> _EXERCISE INSTRUCTIONS_:
All lines in the listing below from the one containing "Annotate the golden" through the last should be written out exactly, and only those.

[INPUT FOR THIS TASK]

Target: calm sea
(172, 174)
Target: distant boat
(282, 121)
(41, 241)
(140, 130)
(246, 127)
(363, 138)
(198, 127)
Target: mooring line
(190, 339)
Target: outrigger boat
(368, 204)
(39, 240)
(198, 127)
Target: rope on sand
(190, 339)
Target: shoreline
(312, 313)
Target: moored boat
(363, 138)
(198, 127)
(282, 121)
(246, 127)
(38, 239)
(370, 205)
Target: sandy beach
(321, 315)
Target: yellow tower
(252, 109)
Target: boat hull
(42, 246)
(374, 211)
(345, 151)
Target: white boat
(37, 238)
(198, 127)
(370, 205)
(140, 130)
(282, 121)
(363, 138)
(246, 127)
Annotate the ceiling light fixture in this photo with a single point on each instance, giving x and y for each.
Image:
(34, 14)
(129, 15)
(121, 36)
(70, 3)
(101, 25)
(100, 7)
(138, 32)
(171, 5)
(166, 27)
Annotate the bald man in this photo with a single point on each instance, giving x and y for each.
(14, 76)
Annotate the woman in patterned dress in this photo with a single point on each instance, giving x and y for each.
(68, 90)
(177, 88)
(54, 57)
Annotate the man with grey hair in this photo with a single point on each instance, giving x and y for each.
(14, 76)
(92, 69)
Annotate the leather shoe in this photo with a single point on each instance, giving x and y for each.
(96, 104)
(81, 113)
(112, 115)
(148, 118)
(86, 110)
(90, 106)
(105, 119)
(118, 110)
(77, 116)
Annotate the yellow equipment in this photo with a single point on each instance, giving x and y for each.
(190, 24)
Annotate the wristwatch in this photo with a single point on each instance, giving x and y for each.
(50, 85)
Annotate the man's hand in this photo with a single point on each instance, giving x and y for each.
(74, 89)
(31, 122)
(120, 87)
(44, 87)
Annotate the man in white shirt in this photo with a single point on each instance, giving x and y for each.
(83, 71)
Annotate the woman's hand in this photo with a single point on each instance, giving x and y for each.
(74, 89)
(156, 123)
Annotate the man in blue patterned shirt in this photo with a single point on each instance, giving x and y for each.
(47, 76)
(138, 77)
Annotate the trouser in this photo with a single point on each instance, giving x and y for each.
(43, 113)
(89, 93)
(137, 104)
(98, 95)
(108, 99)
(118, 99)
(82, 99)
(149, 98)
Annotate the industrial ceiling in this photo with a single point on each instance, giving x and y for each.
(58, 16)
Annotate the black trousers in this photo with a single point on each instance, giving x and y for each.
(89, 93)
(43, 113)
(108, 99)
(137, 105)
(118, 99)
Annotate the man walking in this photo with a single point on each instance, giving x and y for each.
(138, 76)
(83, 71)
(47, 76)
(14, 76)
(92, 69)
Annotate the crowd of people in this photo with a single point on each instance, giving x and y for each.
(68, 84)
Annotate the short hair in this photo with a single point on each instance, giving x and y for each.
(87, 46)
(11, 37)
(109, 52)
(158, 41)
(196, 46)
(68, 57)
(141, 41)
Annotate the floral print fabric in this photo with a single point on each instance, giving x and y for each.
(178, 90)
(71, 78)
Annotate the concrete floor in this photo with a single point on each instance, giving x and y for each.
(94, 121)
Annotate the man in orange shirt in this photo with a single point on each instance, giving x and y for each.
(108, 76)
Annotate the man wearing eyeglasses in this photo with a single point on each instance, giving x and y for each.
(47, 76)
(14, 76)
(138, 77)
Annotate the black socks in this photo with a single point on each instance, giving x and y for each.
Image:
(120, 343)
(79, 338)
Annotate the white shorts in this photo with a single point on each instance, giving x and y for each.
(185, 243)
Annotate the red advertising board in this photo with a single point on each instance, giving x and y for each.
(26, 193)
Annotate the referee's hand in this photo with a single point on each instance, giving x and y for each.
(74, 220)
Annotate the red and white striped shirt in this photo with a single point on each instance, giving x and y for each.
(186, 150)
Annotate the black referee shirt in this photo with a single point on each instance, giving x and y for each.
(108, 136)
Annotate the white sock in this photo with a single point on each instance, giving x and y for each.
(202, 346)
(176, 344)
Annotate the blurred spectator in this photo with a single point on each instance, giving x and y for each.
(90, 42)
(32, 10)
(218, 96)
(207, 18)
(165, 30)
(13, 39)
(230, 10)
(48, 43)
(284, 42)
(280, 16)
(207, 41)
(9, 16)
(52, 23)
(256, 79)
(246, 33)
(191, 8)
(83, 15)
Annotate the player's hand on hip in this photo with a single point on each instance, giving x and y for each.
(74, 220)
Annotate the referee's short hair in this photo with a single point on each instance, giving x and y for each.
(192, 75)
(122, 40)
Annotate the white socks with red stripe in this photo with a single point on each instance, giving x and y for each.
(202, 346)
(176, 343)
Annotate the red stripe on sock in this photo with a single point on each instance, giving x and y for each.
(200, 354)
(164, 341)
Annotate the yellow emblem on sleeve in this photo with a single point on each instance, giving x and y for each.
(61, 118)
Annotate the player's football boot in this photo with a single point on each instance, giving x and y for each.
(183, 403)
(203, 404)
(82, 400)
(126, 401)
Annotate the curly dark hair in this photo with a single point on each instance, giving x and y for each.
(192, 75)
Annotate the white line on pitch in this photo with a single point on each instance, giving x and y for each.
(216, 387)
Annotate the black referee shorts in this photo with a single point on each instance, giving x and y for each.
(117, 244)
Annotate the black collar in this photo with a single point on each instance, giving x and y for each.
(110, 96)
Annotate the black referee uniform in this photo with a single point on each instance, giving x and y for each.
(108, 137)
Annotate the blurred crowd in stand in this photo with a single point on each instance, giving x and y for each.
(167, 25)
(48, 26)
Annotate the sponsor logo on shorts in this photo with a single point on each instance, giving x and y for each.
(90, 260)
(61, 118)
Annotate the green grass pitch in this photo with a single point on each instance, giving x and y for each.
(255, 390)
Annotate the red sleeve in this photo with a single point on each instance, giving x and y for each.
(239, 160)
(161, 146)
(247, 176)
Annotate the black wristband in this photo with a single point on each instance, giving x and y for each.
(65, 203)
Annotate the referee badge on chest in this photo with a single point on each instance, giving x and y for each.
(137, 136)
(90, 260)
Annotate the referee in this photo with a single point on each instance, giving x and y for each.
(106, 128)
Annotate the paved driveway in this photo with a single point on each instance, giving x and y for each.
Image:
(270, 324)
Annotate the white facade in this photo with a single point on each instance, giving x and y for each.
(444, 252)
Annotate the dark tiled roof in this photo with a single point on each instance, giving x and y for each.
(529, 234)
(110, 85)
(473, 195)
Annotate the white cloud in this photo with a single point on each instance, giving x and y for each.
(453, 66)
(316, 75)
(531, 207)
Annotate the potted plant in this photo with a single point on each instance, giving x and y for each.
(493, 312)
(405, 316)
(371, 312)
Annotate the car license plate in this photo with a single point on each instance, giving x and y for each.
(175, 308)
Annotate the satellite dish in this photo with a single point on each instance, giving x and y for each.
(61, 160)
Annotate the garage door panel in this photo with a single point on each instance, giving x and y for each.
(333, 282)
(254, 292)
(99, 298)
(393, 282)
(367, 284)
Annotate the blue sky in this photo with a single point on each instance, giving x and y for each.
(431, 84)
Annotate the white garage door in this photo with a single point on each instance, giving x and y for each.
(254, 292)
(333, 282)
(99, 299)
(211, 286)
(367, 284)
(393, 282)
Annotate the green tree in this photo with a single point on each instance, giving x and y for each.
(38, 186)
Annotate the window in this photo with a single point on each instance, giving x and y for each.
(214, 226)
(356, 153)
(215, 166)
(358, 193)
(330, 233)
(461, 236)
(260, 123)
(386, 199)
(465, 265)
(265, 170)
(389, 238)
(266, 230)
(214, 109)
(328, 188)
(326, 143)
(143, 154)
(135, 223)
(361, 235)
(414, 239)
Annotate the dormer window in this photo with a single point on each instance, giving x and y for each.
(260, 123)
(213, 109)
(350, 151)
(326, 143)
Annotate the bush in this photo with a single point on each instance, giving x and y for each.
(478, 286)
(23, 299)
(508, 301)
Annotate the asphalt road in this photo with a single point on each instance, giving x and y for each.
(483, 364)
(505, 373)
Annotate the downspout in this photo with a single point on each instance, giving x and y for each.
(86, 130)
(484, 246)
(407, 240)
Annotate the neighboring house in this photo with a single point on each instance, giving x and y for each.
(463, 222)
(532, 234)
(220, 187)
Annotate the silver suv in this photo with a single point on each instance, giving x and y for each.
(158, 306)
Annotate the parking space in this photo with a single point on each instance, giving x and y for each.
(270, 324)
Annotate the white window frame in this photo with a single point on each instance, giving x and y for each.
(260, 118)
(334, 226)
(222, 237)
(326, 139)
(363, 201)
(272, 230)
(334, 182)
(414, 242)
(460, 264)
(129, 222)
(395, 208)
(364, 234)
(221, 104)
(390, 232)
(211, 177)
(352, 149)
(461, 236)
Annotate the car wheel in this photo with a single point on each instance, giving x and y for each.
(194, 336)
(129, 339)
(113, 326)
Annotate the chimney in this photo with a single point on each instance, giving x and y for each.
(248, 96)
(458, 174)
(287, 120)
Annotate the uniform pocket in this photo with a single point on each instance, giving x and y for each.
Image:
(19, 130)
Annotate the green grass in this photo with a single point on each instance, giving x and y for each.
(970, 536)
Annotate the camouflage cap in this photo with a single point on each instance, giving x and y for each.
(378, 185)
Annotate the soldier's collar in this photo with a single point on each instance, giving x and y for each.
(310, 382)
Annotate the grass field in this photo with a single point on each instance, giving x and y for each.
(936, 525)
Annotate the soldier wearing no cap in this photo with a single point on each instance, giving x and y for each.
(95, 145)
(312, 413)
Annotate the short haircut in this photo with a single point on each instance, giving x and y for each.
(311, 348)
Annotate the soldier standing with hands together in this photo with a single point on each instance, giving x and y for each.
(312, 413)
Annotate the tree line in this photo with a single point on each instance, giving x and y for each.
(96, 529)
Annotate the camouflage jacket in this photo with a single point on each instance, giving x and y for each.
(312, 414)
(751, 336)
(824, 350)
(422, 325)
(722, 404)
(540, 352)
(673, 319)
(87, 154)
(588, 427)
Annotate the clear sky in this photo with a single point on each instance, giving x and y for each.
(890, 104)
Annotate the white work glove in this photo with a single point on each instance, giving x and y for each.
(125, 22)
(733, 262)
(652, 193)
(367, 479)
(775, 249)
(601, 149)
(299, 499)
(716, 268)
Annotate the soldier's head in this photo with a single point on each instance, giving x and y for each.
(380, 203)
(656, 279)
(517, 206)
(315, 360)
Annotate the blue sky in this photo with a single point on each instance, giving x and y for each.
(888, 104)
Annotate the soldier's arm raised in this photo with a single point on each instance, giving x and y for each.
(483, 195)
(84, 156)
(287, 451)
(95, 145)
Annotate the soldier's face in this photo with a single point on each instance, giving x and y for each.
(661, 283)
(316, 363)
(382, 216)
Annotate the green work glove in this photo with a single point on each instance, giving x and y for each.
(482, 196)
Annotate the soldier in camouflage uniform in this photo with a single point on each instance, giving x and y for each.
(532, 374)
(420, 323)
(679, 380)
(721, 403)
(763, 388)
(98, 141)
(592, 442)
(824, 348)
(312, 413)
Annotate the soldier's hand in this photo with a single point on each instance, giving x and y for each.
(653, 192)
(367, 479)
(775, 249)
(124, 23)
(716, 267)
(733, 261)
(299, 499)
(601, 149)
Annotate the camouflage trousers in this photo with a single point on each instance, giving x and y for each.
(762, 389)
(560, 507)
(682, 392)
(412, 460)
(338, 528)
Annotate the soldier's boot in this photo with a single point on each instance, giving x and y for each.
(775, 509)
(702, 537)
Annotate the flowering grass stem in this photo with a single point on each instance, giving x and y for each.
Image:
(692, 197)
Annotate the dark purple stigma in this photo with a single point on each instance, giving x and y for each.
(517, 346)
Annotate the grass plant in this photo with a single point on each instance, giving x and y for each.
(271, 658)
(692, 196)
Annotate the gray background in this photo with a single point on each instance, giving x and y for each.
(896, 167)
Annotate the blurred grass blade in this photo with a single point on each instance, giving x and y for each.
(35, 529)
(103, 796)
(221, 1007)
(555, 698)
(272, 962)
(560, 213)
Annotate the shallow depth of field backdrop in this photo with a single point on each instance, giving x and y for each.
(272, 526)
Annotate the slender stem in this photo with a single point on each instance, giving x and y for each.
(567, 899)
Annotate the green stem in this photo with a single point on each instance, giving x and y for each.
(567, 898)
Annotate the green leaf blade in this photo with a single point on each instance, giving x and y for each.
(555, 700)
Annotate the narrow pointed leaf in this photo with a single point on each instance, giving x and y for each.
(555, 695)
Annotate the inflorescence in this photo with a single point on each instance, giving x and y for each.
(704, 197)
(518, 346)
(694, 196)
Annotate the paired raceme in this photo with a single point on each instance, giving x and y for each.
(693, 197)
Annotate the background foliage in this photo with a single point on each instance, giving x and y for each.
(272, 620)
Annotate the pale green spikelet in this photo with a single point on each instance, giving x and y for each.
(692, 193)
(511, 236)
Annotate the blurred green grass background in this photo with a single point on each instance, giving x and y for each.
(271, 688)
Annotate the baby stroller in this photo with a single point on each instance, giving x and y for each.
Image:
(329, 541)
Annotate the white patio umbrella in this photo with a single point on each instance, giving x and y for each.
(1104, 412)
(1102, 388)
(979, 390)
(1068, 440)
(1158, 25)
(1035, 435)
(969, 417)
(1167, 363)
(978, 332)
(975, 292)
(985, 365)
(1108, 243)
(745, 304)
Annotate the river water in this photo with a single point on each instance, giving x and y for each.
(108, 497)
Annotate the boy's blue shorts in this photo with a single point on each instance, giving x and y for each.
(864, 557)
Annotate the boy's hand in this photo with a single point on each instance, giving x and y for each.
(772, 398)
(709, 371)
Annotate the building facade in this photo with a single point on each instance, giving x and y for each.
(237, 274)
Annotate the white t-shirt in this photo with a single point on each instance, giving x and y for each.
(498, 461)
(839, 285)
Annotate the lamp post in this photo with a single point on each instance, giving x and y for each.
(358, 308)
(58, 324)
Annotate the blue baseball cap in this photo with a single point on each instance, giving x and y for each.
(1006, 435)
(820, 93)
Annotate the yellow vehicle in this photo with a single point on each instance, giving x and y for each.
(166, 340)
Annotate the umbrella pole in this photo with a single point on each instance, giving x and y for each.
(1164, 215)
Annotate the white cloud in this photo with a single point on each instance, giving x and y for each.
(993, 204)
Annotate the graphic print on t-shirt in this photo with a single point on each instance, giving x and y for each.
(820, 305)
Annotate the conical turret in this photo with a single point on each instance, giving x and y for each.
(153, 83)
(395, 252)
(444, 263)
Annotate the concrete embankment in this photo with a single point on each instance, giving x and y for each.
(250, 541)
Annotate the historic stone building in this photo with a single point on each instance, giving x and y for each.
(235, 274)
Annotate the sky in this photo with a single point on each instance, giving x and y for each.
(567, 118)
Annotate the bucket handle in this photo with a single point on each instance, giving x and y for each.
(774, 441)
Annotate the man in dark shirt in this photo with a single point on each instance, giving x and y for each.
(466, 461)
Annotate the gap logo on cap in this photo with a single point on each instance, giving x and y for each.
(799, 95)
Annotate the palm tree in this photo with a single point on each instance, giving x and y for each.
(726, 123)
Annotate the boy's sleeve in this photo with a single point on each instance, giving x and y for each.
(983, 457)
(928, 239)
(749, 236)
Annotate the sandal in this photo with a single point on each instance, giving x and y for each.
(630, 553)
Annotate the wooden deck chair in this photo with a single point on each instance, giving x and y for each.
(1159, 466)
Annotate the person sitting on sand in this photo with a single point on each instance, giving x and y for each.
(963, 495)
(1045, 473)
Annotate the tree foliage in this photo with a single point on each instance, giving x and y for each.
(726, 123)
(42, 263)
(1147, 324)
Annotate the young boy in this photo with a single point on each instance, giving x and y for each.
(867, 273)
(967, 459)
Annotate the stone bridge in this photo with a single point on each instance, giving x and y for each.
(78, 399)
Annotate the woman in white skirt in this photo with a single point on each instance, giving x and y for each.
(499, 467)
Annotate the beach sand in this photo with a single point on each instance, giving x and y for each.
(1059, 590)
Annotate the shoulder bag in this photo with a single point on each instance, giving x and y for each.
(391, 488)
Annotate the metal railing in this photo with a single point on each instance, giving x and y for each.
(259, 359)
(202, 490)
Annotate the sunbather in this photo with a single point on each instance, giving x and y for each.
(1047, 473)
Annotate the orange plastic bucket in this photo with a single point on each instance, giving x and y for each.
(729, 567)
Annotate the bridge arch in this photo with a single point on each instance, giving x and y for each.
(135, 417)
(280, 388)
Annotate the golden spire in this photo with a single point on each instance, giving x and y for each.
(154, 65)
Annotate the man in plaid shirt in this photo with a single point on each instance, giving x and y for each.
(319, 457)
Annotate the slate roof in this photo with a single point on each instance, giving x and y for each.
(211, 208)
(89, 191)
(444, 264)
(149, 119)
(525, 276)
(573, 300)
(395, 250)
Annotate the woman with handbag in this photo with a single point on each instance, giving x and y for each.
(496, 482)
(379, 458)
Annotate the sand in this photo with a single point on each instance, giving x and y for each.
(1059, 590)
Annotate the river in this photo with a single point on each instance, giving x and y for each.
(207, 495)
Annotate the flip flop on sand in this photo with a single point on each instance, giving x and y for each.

[/INPUT FOR THIS TASK]

> _ANSWER TO THIS TASK_:
Annotate the golden spire in this photo with a single point on each instance, giving x and y for each.
(154, 65)
Annotate the man in plaid shirt in this photo with a single point on each instance, giving x and y for each.
(319, 457)
Annotate the slate roof in this photo with a single point on each instance, giving x and y for each.
(211, 208)
(89, 191)
(444, 264)
(149, 119)
(525, 276)
(573, 300)
(395, 250)
Annotate the woman with handbag in this photo with a single point on each instance, giving x and y for each.
(496, 482)
(379, 458)
Annotate the sand in this photo with a single point on each instance, giving x and y for each.
(1059, 590)
Annotate the river in this photo with a single point on each instance, giving x and y for each.
(207, 495)
Annotate the flip flop on sand in this photo with a single point on each instance, giving x and y for each.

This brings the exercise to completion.